Estratto della fonte:
● ● ● ●
Escludendo a priori di essere un genio, mi chiedo come sia possibile che la stampa italiana abbia il potere di schivare le notizie importanti come bandierine in uno slalom gigante.
Donald Trump è ovunque su giornali e siti. Ogni provocazione, ogni dichiarazione viene ripresa e, in base all’organo di stampa che la riporta, demonizzata o beatificata. Probabilmente è giusto così. In effetti, il personaggio è sufficientemente provocatorio e divisivo da giustificare un approccio simile. Ma in attesa dell’Inauguration Day di dopodomani, cari lettori, sappiate che a mio modesto avviso, il vero game changer sta tutto qui.
Lasciate stare la Fed. E i tassi fuori controllo rientrati miracolosamente in un range in allarme contenuto grazie al solito effetto jo-jo dell’inflazione. Anzi, in realtà, quei tassi così ballerini e pronti a ogni necessità, prendeteli pure in esame. Ma come conseguenza del contenuto di quel tweet di tre giorni fa. Non a caso, da quando Donald Trump ha postato sul social amico la sua intenzione di dare vita a un’agenzia per trasformare i partner commerciali esteri Usa in contribuenti – con tanto di nome, External Revenue Service (Ers) -, è cominciata a circolare la voce di un aumento dei tassi alla riunione del Comitato monetario del 28-29 gennaio
Il game changer sta tutto qui. E nella sua credibilità. Date un’occhiata a questi due grafici.
Il primo mostra come il mercato prezzi solo un 16% di possibilità che il Presidente imponga dazi del 40% sui beni cinesi nei primi 100 giorni. Insomma, un bluff a colpi di esenzioni come durante la prima Amministrazione del tycoon. Molta retorica, poca ciccia. Il secondo, invece, mostra come la possibilità di tariffe a livello globale nelle prime 48 ore di mandato sia salita dal 46% al 53% dopo il tweet.
Perché game changer? Perché se ha ragione chi chiama il bluff del Presidente, i prossimi tre anni passeranno all’insegna della minaccia permanente di dazi in modo tale da forzare gli operatori a un front-running del loro effetto sulla catena di fornitura/distribuzione. Il quale, a sua volta, si sostanzierà in un El Dorado di acquisti in tutti i settori per garantirsi prezzi bassi prima del botto o presunto tale. Comunque sia, atteso e percepito. Insomma, Donald Trump sta creando artificialmente e senza muovere ancora una sola pedina reale, i prodromi per un boom economico basato sulla paura della guerra commerciale. I cui costi impliciti, esattamente come i postumi dell’hangover per una festa riuscitissima ma un po’ troppo esagerata arrivano al mattino dopo, ricadranno sul suo successore.
Ovviamente, una simile politica avrà conseguenze sull’inflazione. La quale avrà conseguenze – per una volta non a tavolino – sulla politica monetaria. E la Cina certamente non aspetterà di essere travolta. Così come il Giappone, se davvero la prossima settimana azzarderà in tal senso addirittura un nuovo rialzo dei tassi dopo quello letale dello scorso luglio.
● ● ● ●
Compiti scritti:
**1.** Trascrivi parola per parola il tratto dell'articolo sui dazi di Trump che va da "Perché game changer?" fino a "sul suo successore.".
**2.** In base all'articolo sui dazi di Trump, perché l'autore considera la minaccia dei dazi un game changer? Spiegalo in una, due o tre frasi.

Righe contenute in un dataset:
● ● ● ●
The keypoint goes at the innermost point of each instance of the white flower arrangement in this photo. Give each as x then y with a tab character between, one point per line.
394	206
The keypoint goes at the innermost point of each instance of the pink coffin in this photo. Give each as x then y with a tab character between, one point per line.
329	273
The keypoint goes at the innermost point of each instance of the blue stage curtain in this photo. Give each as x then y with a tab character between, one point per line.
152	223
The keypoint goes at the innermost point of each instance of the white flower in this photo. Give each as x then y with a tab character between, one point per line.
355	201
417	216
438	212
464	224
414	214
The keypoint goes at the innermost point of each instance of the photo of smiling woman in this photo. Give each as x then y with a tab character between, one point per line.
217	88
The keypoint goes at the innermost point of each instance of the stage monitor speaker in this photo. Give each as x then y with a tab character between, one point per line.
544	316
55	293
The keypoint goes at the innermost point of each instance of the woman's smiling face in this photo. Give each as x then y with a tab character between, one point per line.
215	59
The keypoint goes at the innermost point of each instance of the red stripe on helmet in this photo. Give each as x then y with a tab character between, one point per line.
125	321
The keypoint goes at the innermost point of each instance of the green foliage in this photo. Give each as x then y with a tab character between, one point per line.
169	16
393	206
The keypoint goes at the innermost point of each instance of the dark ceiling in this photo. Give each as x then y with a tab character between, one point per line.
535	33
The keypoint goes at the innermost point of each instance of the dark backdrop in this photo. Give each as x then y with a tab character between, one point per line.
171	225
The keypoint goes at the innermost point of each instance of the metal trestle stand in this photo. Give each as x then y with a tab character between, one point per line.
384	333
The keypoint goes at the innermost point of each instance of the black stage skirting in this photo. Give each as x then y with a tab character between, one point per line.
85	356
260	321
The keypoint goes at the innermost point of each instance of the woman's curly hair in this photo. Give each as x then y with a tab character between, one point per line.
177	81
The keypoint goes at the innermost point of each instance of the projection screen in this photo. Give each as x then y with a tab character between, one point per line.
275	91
● ● ● ●
Risultati dei compiti:
**1.**
Perché game changer? Perché se ha ragione chi chiama il bluff del Presidente, i prossimi tre anni passeranno all’insegna della minaccia permanente di dazi in modo tale da forzare gli operatori a un front-running del loro effetto sulla catena di fornitura/distribuzione. Il quale, a sua volta, si sostanzierà in un El Dorado di acquisti in tutti i settori per garantirsi prezzi bassi prima del botto o presunto tale. Comunque sia, atteso e percepito. Insomma, Donald Trump sta creando artificialmente e senza muovere ancora una sola pedina reale, i prodromi per un boom economico basato sulla paura della guerra commerciale. I cui costi impliciti, esattamente come i postumi dell’hangover per una festa riuscitissima ma un po’ troppo esagerata arrivano al mattino dopo, ricadranno sul suo successore.

**2.** Se ha ragione chi considera un bluff le mosse del Presidente, la minaccia permanente di dazi spingerà gli operatori ad anticiparne l'effetto sulla catena di fornitura e distribuzione, con un'ondata di acquisti in tutti i settori per assicurarsi prezzi bassi. Così Trump creerebbe artificialmente un boom economico basato sulla paura della guerra commerciale, lasciando i costi al suo successore.